═══ Items ═══

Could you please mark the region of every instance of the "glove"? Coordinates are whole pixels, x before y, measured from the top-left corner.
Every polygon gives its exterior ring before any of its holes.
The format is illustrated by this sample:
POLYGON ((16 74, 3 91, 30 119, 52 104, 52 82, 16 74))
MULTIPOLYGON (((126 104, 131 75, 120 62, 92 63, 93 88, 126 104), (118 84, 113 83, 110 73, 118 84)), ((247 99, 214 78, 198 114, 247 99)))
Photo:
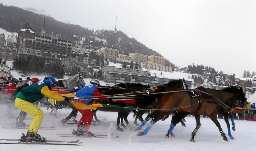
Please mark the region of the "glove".
POLYGON ((64 99, 64 101, 67 101, 68 102, 70 102, 70 101, 71 100, 71 99, 70 98, 68 98, 66 97, 64 97, 65 98, 65 99, 64 99))

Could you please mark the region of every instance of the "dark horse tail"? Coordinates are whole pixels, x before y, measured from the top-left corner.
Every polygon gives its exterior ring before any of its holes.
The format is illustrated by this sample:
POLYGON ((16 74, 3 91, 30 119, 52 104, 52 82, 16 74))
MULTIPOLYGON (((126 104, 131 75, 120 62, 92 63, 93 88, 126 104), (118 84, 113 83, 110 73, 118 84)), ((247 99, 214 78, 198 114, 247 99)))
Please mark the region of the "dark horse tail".
POLYGON ((140 108, 152 106, 156 99, 160 99, 162 95, 162 94, 156 93, 164 92, 165 91, 164 90, 157 89, 148 95, 136 96, 134 97, 134 99, 136 105, 139 108, 140 108))

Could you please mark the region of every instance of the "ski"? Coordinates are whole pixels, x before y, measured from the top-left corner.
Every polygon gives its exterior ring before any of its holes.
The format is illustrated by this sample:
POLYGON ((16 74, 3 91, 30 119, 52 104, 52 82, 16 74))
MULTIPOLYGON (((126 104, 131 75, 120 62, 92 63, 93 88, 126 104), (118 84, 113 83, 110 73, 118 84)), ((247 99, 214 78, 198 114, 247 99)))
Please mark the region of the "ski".
MULTIPOLYGON (((20 139, 0 139, 0 141, 20 141, 20 139)), ((45 140, 46 142, 56 142, 56 143, 77 143, 80 141, 80 140, 77 140, 76 141, 52 141, 52 140, 45 140)))
MULTIPOLYGON (((77 135, 60 135, 60 137, 85 137, 85 138, 107 138, 107 136, 86 136, 85 135, 81 135, 80 136, 77 135)), ((112 139, 117 139, 119 137, 119 135, 115 137, 111 137, 112 139)))
MULTIPOLYGON (((47 130, 53 130, 55 129, 56 127, 55 127, 51 128, 51 127, 40 127, 39 129, 47 129, 47 130)), ((28 128, 28 127, 14 127, 13 126, 11 126, 10 127, 0 127, 0 129, 1 128, 13 128, 15 129, 27 129, 28 128)))
POLYGON ((43 142, 0 142, 0 144, 27 144, 27 145, 77 145, 81 144, 82 142, 76 143, 43 143, 43 142))

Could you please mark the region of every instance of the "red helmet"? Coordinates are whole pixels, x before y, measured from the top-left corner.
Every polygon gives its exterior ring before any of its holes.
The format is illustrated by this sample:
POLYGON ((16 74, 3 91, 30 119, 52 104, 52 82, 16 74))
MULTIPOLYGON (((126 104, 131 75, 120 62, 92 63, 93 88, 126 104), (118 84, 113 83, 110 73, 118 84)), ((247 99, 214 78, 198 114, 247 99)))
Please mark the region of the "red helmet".
POLYGON ((33 83, 36 83, 36 82, 38 82, 40 80, 39 80, 39 79, 37 78, 33 78, 32 79, 31 79, 31 80, 30 80, 30 81, 31 81, 32 82, 33 82, 33 83))

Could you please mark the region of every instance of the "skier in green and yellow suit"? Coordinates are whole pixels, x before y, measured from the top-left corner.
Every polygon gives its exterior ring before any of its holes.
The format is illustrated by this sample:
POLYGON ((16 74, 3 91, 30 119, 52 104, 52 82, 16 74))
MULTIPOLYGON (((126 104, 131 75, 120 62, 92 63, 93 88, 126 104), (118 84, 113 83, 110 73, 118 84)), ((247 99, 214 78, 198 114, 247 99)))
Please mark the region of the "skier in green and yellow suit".
POLYGON ((51 90, 56 84, 53 77, 47 76, 37 83, 23 88, 16 96, 16 107, 28 114, 34 116, 30 123, 26 136, 21 136, 22 141, 32 142, 45 142, 45 138, 37 133, 42 123, 43 112, 33 103, 41 100, 44 96, 57 101, 68 101, 70 99, 52 93, 51 90))

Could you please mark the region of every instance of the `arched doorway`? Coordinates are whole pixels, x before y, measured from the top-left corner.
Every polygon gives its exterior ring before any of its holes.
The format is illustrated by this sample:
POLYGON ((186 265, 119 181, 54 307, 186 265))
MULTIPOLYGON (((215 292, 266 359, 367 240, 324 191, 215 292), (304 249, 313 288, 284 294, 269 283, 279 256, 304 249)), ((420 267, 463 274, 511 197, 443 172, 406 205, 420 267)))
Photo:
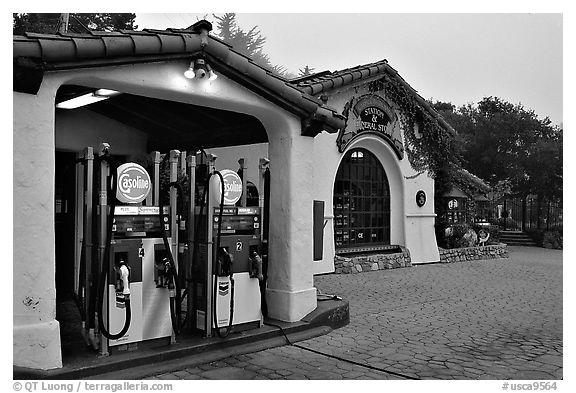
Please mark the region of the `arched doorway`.
POLYGON ((367 149, 343 157, 334 184, 336 253, 390 245, 390 186, 380 161, 367 149))

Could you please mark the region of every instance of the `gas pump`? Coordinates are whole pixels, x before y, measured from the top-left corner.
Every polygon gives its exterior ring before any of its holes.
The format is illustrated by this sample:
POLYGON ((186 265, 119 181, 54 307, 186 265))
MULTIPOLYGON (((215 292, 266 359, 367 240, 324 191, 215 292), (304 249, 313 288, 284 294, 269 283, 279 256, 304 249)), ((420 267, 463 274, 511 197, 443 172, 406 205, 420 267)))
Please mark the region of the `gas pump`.
MULTIPOLYGON (((172 338, 170 264, 171 206, 163 207, 154 182, 136 163, 116 166, 109 147, 101 156, 100 242, 101 275, 98 283, 100 353, 127 349, 153 339, 172 338), (112 181, 108 181, 110 172, 112 181), (110 205, 107 202, 110 201, 110 205), (117 204, 117 201, 120 204, 117 204), (105 232, 105 233, 104 233, 105 232)), ((157 167, 158 162, 155 160, 157 167)))
POLYGON ((102 144, 79 158, 78 295, 100 355, 173 343, 184 328, 226 337, 262 326, 261 207, 236 206, 246 177, 202 154, 197 166, 195 153, 152 152, 144 168, 102 144))
POLYGON ((259 207, 236 207, 242 180, 231 170, 216 171, 208 157, 207 204, 195 210, 199 224, 194 258, 193 314, 195 328, 219 337, 262 325, 261 215, 259 207), (226 329, 224 333, 221 329, 226 329))

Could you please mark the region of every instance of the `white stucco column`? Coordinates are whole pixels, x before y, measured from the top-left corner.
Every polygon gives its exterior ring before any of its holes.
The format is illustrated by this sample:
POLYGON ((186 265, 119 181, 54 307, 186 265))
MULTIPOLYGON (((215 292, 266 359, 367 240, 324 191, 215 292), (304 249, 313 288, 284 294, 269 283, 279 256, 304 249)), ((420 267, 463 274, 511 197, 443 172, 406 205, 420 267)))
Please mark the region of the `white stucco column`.
POLYGON ((54 257, 54 90, 14 93, 13 364, 62 367, 54 257))
POLYGON ((299 321, 316 308, 312 272, 314 139, 295 117, 265 124, 270 158, 270 243, 266 300, 271 318, 299 321), (280 129, 282 127, 282 129, 280 129))

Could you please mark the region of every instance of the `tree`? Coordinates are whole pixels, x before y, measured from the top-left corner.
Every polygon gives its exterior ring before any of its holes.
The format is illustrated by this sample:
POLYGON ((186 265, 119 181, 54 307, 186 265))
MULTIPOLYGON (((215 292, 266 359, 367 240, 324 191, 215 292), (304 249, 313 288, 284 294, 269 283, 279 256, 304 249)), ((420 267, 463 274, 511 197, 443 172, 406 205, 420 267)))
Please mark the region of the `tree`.
POLYGON ((562 196, 562 129, 550 119, 498 97, 433 106, 458 131, 465 169, 493 187, 509 183, 513 195, 562 196))
POLYGON ((245 31, 238 26, 235 13, 226 13, 222 16, 213 15, 216 19, 216 35, 222 41, 231 45, 235 50, 251 58, 261 67, 270 69, 277 75, 284 75, 286 69, 282 66, 273 65, 270 58, 264 53, 266 38, 262 36, 258 26, 245 31))
MULTIPOLYGON (((12 33, 25 32, 55 34, 61 14, 12 14, 12 33)), ((136 14, 69 14, 68 31, 86 33, 90 30, 135 30, 136 14)))

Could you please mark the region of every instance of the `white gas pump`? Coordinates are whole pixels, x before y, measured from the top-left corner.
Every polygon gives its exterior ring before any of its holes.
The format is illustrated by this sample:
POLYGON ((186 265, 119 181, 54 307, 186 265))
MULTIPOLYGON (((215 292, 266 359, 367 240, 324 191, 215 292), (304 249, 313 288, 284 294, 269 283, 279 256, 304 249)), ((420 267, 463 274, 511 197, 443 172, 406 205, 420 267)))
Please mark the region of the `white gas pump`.
POLYGON ((225 337, 232 330, 262 325, 261 218, 260 208, 246 207, 245 198, 244 206, 236 206, 246 186, 235 172, 216 171, 215 159, 208 157, 206 221, 203 206, 196 214, 204 228, 195 262, 204 279, 195 280, 194 316, 196 328, 206 336, 225 337))

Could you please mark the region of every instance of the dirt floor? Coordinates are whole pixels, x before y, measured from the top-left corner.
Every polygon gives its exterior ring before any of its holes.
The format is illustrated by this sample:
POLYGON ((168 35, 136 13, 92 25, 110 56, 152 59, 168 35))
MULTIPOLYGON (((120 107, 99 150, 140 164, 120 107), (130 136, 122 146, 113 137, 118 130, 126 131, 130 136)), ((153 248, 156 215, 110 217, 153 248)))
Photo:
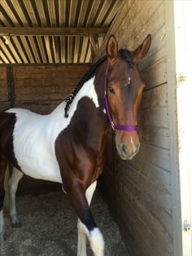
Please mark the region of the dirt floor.
MULTIPOLYGON (((63 192, 17 196, 19 228, 5 218, 6 241, 1 256, 76 255, 76 216, 63 192)), ((91 209, 105 240, 105 256, 128 256, 117 225, 112 221, 100 192, 96 190, 91 209)), ((88 248, 88 255, 92 255, 88 248)))

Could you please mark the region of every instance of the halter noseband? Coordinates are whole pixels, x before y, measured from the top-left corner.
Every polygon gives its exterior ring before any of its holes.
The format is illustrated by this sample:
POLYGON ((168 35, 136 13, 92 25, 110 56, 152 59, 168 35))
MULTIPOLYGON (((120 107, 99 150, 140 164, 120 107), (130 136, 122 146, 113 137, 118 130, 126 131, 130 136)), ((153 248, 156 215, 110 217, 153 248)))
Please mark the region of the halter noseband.
POLYGON ((107 115, 109 119, 109 122, 111 124, 111 126, 112 127, 112 130, 127 130, 127 131, 133 131, 137 130, 136 126, 124 126, 124 125, 115 125, 111 114, 109 109, 109 104, 108 104, 108 100, 107 97, 107 73, 108 73, 108 68, 109 68, 109 60, 107 61, 107 65, 106 68, 106 73, 105 73, 105 81, 104 81, 104 106, 106 109, 107 115))

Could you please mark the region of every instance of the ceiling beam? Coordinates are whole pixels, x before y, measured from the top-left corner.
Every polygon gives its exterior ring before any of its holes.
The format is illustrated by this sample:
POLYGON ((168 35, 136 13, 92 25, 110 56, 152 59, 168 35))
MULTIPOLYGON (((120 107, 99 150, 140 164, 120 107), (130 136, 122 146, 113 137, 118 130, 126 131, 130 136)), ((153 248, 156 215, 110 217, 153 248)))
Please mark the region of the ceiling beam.
POLYGON ((107 28, 0 27, 0 36, 105 36, 107 28))

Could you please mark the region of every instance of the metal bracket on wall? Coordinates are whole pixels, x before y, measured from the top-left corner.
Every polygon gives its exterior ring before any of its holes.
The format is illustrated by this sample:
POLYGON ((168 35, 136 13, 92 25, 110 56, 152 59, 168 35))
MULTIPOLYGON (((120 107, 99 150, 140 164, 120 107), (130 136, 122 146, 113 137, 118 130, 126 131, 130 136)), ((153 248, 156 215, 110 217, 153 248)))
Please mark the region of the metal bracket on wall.
POLYGON ((183 226, 184 226, 184 229, 185 231, 190 230, 191 229, 191 225, 188 223, 188 221, 185 219, 183 222, 183 226))
POLYGON ((15 94, 12 66, 7 67, 7 77, 8 101, 10 102, 11 108, 14 108, 15 94))

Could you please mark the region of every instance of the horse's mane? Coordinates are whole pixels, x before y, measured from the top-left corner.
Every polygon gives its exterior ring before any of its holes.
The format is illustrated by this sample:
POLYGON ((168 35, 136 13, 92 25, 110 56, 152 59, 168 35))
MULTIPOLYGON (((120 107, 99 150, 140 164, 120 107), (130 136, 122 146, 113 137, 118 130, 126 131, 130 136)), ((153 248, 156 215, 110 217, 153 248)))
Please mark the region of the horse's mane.
MULTIPOLYGON (((119 54, 120 54, 120 58, 122 60, 125 60, 129 64, 129 68, 133 68, 133 66, 134 65, 134 62, 133 60, 133 55, 132 55, 131 51, 129 51, 127 49, 120 49, 119 51, 119 54)), ((75 96, 76 95, 76 94, 78 93, 78 91, 83 86, 85 82, 87 82, 88 80, 89 80, 94 76, 94 74, 95 71, 97 70, 98 67, 103 62, 104 62, 104 60, 106 60, 107 59, 107 56, 105 55, 103 58, 101 58, 100 60, 98 60, 94 65, 92 65, 90 67, 90 68, 89 69, 89 71, 81 79, 81 81, 78 83, 78 85, 73 89, 73 90, 71 92, 69 96, 65 99, 65 102, 66 102, 66 106, 65 106, 65 108, 64 108, 65 117, 68 117, 68 111, 69 111, 71 104, 72 103, 72 101, 73 101, 75 96)))
POLYGON ((84 75, 84 77, 81 79, 78 85, 73 89, 73 90, 71 92, 70 95, 65 99, 66 101, 66 106, 64 108, 65 112, 65 117, 68 117, 68 111, 71 104, 72 103, 73 99, 76 95, 77 92, 80 90, 80 89, 83 86, 85 82, 89 80, 94 74, 96 69, 105 60, 107 60, 107 56, 104 56, 98 60, 94 65, 90 67, 90 68, 88 70, 88 72, 84 75))

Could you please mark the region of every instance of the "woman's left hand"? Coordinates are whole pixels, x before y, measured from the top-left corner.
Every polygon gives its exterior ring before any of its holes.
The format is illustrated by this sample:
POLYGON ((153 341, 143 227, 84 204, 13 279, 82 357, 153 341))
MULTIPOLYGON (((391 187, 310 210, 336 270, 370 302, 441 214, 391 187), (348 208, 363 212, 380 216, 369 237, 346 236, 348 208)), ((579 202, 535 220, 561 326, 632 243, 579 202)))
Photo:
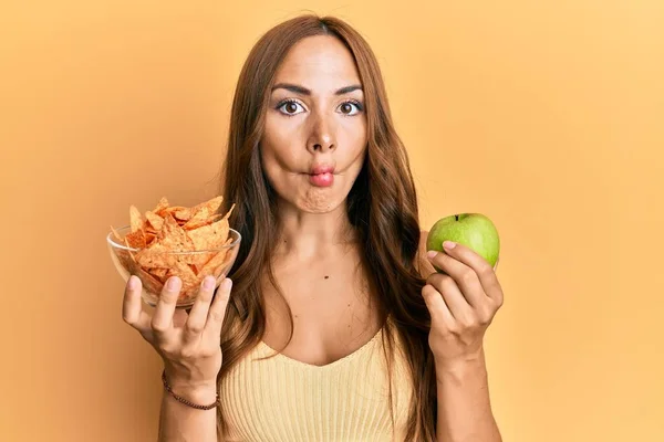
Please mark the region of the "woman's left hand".
POLYGON ((498 263, 491 267, 471 249, 453 245, 445 252, 427 253, 443 273, 430 274, 422 288, 432 315, 428 341, 437 367, 481 357, 485 332, 502 305, 498 263))

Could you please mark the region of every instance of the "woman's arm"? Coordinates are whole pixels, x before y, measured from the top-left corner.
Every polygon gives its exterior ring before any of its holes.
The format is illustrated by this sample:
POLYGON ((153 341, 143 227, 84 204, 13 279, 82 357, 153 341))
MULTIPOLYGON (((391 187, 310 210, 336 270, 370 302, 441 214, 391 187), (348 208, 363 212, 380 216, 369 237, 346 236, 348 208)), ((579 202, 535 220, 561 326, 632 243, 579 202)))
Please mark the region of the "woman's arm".
POLYGON ((484 351, 454 365, 436 364, 438 442, 500 442, 489 400, 484 351))
MULTIPOLYGON (((194 403, 208 404, 216 400, 216 387, 199 386, 190 388, 172 385, 173 391, 194 403)), ((217 440, 217 409, 198 410, 177 401, 164 391, 162 410, 159 413, 159 442, 218 442, 217 440)))
POLYGON ((432 314, 429 346, 436 360, 438 442, 501 442, 494 418, 484 352, 484 332, 502 304, 495 269, 473 251, 457 246, 427 257, 426 236, 419 243, 419 271, 427 285, 423 296, 432 314), (455 259, 456 256, 456 259, 455 259), (458 284, 457 284, 458 281, 458 284), (485 292, 485 287, 486 292, 485 292))

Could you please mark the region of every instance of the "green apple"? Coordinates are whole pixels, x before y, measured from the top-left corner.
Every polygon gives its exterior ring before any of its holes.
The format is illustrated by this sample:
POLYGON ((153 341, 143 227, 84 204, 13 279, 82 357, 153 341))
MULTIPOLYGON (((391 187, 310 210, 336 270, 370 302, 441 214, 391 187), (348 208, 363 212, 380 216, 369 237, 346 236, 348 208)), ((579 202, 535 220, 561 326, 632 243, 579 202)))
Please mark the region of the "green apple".
POLYGON ((443 241, 473 249, 491 266, 500 253, 500 238, 491 220, 481 213, 458 213, 439 219, 429 230, 426 250, 443 251, 443 241))

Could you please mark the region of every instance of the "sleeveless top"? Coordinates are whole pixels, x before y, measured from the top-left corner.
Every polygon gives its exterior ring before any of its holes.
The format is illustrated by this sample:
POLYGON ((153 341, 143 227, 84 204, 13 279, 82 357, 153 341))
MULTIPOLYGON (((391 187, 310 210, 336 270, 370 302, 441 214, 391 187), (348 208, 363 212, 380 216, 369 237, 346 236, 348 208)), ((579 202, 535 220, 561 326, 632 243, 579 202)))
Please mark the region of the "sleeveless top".
POLYGON ((277 354, 262 340, 220 383, 226 441, 404 441, 413 394, 395 335, 392 400, 382 328, 351 355, 314 366, 277 354))

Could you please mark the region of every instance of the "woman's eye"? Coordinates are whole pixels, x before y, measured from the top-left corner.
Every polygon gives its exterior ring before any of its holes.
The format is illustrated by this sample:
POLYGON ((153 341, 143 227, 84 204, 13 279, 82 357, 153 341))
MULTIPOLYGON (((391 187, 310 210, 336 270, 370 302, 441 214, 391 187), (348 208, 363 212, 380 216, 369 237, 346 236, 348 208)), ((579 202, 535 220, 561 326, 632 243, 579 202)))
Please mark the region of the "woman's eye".
POLYGON ((345 102, 339 106, 339 110, 344 115, 355 115, 362 110, 362 106, 357 103, 345 102))
POLYGON ((297 115, 304 112, 304 108, 300 103, 297 102, 286 102, 279 106, 279 110, 286 115, 297 115))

═══

## Goal
Substitute "wooden rafter" for every "ceiling beam" in the part of the records that opens with the line containing "the ceiling beam?" and closes with the line containing "POLYGON ((107 28, 0", leaving everything else as it is. Return only that part.

## Written response
Could you please mark the region of every instance of the wooden rafter? Coordinates are whole pixels, x before y, measured from the top-left corner.
Every polygon gives its exterior ring before any of its holes.
The format is illustrated by this sample:
POLYGON ((168 35, 136 13, 92 25, 110 56, 152 59, 168 35))
MULTIPOLYGON (((120 107, 99 150, 140 164, 120 107), (130 136, 122 146, 113 137, 118 130, 126 131, 130 136)), ((153 248, 156 215, 110 217, 153 248)))
Please mark the region of the wooden rafter.
POLYGON ((107 28, 0 27, 0 36, 105 36, 107 28))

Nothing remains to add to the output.